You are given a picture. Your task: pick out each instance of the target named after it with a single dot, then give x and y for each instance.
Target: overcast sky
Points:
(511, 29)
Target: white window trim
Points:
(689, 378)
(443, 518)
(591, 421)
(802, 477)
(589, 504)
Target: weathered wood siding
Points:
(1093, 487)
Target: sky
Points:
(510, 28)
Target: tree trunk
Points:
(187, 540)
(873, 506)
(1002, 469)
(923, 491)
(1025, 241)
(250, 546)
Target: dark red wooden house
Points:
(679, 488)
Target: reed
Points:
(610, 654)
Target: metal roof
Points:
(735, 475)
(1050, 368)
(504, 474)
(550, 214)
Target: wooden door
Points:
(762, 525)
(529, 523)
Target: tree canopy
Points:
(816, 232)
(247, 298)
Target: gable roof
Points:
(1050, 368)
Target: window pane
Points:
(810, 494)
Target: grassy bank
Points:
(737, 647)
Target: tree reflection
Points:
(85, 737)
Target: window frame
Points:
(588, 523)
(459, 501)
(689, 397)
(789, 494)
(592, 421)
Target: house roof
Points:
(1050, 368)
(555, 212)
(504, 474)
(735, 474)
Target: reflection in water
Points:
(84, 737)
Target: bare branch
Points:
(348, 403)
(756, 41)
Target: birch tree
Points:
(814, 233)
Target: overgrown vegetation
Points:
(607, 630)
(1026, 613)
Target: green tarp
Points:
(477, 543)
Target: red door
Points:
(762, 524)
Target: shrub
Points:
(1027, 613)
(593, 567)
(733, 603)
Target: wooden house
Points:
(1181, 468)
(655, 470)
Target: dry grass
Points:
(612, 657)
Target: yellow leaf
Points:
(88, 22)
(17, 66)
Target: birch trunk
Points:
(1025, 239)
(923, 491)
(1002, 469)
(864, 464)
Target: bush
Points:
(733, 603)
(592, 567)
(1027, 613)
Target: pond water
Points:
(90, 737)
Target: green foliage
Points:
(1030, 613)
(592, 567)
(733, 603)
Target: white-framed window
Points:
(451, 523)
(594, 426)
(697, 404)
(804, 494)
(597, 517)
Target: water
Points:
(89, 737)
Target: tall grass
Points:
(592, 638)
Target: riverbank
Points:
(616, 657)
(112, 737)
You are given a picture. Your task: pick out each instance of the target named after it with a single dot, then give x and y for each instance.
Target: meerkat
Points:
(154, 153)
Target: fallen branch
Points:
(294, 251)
----------
Recopiez l'ensemble des données ci-dessus en renommant « Points » en « Coordinates » à chaque occurrence, sans rien modifier d'autre.

- _Réponse_
You are given a picture. Your task: pick out each instance of the target named after it with a single dot, then give x and y for each instance.
Target: overcast sky
Coordinates:
(511, 29)
Target: white window trim
Coordinates:
(689, 378)
(443, 518)
(591, 421)
(802, 477)
(589, 504)
Target: weathered wood siding
Coordinates:
(1093, 487)
Target: sky
Coordinates:
(510, 28)
Target: tree trunk
Coordinates:
(187, 540)
(873, 506)
(1002, 469)
(923, 491)
(1025, 241)
(250, 546)
Target: dark red wooden house
Coordinates:
(679, 488)
Target: reed
Coordinates:
(610, 654)
Target: metal roof
Coordinates:
(735, 475)
(1050, 368)
(504, 474)
(550, 214)
Target: wooden door
Coordinates:
(762, 525)
(529, 523)
Target: tree canopy
Coordinates:
(816, 232)
(247, 298)
Target: gable roof
Coordinates:
(1050, 368)
Target: window pane
Coordinates:
(810, 494)
Target: grassy bank
Coordinates:
(737, 647)
Target: tree reflection
Coordinates:
(85, 737)
Target: window frame
Coordinates:
(588, 523)
(459, 501)
(689, 397)
(789, 494)
(592, 421)
Target: house roof
Coordinates:
(1050, 368)
(555, 212)
(504, 474)
(735, 474)
Target: reflection in water
Coordinates:
(84, 737)
Target: bare branch
Coordinates:
(348, 403)
(756, 41)
Target: birch tree
Coordinates:
(814, 233)
Target: overgrown vegetation
Coordinates:
(607, 630)
(1026, 613)
Target: green tarp
Coordinates:
(477, 543)
Target: red door
Coordinates:
(762, 524)
Target: shrub
Coordinates:
(1027, 613)
(593, 567)
(733, 603)
Target: wooden house
Coordinates:
(1181, 468)
(655, 470)
Target: dry grass
Coordinates:
(612, 657)
Target: yellow leaf
Coordinates:
(88, 22)
(17, 66)
Target: birch trunk
Coordinates:
(1025, 239)
(923, 491)
(1002, 469)
(864, 464)
Target: bush
Coordinates:
(733, 603)
(592, 567)
(1027, 613)
Target: pond water
Coordinates:
(90, 737)
Target: green foliage
Coordinates:
(1030, 613)
(592, 567)
(733, 603)
Target: white-framed window
Coordinates:
(451, 523)
(594, 426)
(697, 404)
(804, 494)
(597, 517)
Target: water
Coordinates:
(89, 737)
Target: tall grass
Coordinates:
(592, 638)
Target: riverbank
Coordinates:
(616, 657)
(112, 737)
You are given a picture. Your task: pick out each instance of the target named after it with a single dot, then give x and y for each instance.
Target: meerkat
Coordinates:
(154, 153)
Target: fallen branch
Coordinates:
(294, 251)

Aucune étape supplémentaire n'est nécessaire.